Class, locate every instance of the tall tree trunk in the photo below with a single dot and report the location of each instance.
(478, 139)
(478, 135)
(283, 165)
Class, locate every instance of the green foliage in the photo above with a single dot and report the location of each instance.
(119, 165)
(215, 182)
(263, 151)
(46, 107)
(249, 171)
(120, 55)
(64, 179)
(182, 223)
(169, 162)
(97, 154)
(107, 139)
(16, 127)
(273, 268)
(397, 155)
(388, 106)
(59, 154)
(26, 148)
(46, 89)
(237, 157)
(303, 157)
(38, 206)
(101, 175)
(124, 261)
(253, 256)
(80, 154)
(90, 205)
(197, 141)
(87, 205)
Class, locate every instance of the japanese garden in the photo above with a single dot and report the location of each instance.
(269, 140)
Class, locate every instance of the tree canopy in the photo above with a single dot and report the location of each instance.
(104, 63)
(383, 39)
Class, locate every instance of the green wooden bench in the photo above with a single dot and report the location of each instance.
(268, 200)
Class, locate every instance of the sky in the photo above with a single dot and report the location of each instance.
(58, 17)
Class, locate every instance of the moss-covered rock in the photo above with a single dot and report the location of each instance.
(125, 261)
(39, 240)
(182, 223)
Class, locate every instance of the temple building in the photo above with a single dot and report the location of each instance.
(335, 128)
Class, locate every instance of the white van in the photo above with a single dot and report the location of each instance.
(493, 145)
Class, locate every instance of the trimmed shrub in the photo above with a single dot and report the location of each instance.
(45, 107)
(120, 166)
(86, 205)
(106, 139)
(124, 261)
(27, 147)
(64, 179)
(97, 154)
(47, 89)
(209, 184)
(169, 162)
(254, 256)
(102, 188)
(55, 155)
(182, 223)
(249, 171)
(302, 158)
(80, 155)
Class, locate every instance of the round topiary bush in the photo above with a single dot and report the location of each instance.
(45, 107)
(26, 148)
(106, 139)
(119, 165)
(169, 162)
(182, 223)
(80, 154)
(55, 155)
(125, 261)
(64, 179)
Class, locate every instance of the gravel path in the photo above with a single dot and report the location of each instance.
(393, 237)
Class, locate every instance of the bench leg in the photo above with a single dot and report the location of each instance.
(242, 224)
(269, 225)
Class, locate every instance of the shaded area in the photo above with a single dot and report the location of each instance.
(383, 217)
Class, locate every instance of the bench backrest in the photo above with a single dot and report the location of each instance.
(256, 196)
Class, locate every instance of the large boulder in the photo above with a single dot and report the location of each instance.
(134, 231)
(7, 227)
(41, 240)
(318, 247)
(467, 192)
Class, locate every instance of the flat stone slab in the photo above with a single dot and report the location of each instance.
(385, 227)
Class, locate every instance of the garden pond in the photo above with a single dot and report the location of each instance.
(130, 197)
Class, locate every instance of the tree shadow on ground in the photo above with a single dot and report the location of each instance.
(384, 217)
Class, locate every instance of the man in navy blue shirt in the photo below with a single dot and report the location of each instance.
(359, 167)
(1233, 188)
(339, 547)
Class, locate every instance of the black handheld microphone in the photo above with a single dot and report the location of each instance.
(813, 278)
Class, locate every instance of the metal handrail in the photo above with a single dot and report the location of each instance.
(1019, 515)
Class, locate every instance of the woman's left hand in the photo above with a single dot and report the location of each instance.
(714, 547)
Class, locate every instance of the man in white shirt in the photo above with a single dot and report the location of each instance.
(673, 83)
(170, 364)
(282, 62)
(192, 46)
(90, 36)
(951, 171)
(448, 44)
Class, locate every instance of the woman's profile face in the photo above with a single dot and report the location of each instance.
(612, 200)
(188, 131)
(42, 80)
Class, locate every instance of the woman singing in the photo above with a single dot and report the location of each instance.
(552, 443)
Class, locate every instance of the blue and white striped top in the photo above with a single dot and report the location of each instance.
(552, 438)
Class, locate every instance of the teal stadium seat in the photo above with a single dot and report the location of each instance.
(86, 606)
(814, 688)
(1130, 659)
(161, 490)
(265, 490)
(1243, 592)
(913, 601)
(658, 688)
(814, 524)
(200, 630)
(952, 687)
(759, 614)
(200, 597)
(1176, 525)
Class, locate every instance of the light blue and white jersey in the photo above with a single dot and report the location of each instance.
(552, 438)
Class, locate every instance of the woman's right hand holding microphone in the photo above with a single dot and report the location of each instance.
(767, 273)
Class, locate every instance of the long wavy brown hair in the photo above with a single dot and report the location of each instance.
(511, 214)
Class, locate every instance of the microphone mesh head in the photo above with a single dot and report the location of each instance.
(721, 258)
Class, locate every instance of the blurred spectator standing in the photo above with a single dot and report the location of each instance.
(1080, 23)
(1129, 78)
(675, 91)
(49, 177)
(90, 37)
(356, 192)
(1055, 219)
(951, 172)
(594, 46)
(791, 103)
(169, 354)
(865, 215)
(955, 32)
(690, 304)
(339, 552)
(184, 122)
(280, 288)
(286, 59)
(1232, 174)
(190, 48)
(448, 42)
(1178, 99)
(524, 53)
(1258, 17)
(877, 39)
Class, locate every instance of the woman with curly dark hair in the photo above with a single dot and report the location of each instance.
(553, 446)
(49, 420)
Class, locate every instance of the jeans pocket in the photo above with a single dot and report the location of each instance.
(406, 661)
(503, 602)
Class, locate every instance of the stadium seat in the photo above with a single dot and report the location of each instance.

▶ [EXERCISE OBJECTIVE]: Each record is to be restated word for word.

▶ [ANSWER TO THE EXERCISE]:
Class, locate every instance of the tall tree trunk in the photo below with a single dot and report the location of each instance.
(478, 139)
(478, 135)
(283, 165)
Class, locate every instance of the green foliage in the photo above with a single dot and report the location of each instance.
(119, 165)
(215, 182)
(263, 151)
(46, 107)
(249, 171)
(120, 55)
(64, 179)
(182, 223)
(169, 162)
(97, 154)
(107, 139)
(16, 127)
(273, 268)
(397, 155)
(388, 106)
(59, 154)
(26, 148)
(46, 89)
(237, 157)
(303, 157)
(38, 206)
(101, 175)
(124, 261)
(253, 256)
(80, 154)
(90, 205)
(197, 141)
(87, 205)
Class, locate every instance of the japanese garden in the photo above with a single dot and report the location of each instance.
(269, 140)
Class, locate every instance of the tree canopy in the photo above with a single dot and report the location of each instance.
(104, 63)
(383, 39)
Class, locate every instance of the green wooden bench in the photo above with a single dot and report the location of each instance.
(268, 200)
Class, locate every instance of the sky in the photo above with a single dot and report the location of each instance.
(58, 17)
Class, locate every instance of the moss-covered rock in the photo above with a single dot and report the location of each instance.
(125, 261)
(39, 240)
(182, 223)
Class, locate every instance of the temple building in the photo above with a single dot and report the location of each instance.
(335, 128)
Class, locate every instance of the white van in the photo above with a single dot and report the location of each instance.
(493, 145)
Class, locate every instance of the trimmed shrub in the photo above with a single dot and report the location of each instance.
(45, 107)
(120, 166)
(86, 205)
(106, 139)
(124, 261)
(27, 147)
(64, 179)
(97, 154)
(47, 89)
(209, 184)
(169, 162)
(254, 256)
(102, 188)
(55, 155)
(182, 223)
(249, 171)
(302, 158)
(80, 155)
Class, locate every instance of the round topiary bush in the photo above with a single dot and report the location of each instance.
(45, 107)
(26, 148)
(106, 139)
(119, 165)
(169, 162)
(182, 223)
(80, 154)
(55, 155)
(125, 261)
(64, 179)
Class, locate every instance of the gravel path in the photo above with a single dot and report the location of each instance.
(393, 237)
Class, locate every instance of the bench leg in the photo above with a single dot and report the location of each instance.
(242, 224)
(269, 225)
Class, locate every instance of the shaded area in the photo above with a single dot and report the location of each instance.
(383, 217)
Class, locate every instance of the bench backrest in the photo above with a single dot and report the location of each instance.
(256, 196)
Class, locate every instance of the large boulder in the photo above with a single dot and report the location of each instance.
(134, 231)
(7, 227)
(41, 240)
(318, 247)
(467, 192)
Class, locate every instance of the flat stone slab in the photo above with a single dot and report the location of each instance.
(385, 227)
Class, locate every instance of the garden pond in the photo above with a single dot and report the location of each instance.
(130, 197)
Class, locate every instance of the tree shadow on ground in the photo above with a single dot and report the location of each instance.
(384, 217)
Class, locate every instance of the man in navy blue shirt in the photo below with a single dot and report the location of each instance.
(359, 167)
(1233, 188)
(339, 547)
Class, locate every instance of the black handheld microphone in the photo above with a single dot and report the location of each instance.
(813, 278)
Class, locate every instance of the metal handrail in the photo above with a single dot and report the location of each instance.
(1019, 515)
Class, locate every instance of the woman's left hand in the photo above with a single dot and report the location of each instance.
(714, 547)
Class, locate every instance of the man in white shirt in the photo above with a single dot and report the location of each instance.
(673, 83)
(170, 364)
(282, 62)
(192, 46)
(90, 36)
(951, 171)
(448, 44)
Class, locate every instance of the woman's profile face in the photo above with a single dot and report the location of each instance.
(612, 200)
(188, 131)
(42, 80)
Class, locate every instance of the woman singing in the photo above with a single dot and report the location of each instance.
(552, 443)
Class, locate every instance of the blue and white striped top in the photo above with a single dot and report the location of each instance.
(552, 438)
Class, locate every instance of the teal stadium seat in the photo above with a single dot and report the location of each instance.
(86, 606)
(814, 688)
(1130, 659)
(161, 490)
(265, 490)
(1243, 592)
(913, 601)
(658, 688)
(814, 524)
(200, 630)
(952, 687)
(759, 614)
(200, 597)
(1176, 525)
Class, locate every instance of the light blue and white jersey in the photo above with a single dot and report the location of each instance.
(552, 438)
Class, locate every instance of the woman's right hand holding microphone in the photo above with a single dot and report the location of each instance.
(767, 273)
Class, locate every instance of the long wavy brown hair in the photo above with a single dot and report the location of each instance.
(511, 214)
Class, locate every instance of the microphone mesh head in the photo above with a single dot and report the location of each instance.
(721, 258)
Class, locate every instance of the blurred spectator standing in the photo above with a single dot and report the location of each instance.
(1080, 23)
(1129, 78)
(675, 91)
(49, 177)
(90, 37)
(356, 192)
(1055, 219)
(951, 172)
(594, 46)
(791, 103)
(169, 354)
(865, 215)
(955, 32)
(690, 304)
(339, 552)
(184, 122)
(280, 288)
(286, 59)
(1232, 174)
(190, 48)
(448, 42)
(1178, 99)
(524, 53)
(1258, 17)
(877, 39)
Class, locate every instance of the woman with curly dark hair in the photo above with a single dot and report the location of each instance.
(553, 446)
(49, 420)
Class, locate every instance of the jeans pocket in the photo above with a single dot and report the location of each instance.
(406, 661)
(503, 602)
Class, locate every instance of the stadium seat in the photo above with a single dot and report the location of each instance.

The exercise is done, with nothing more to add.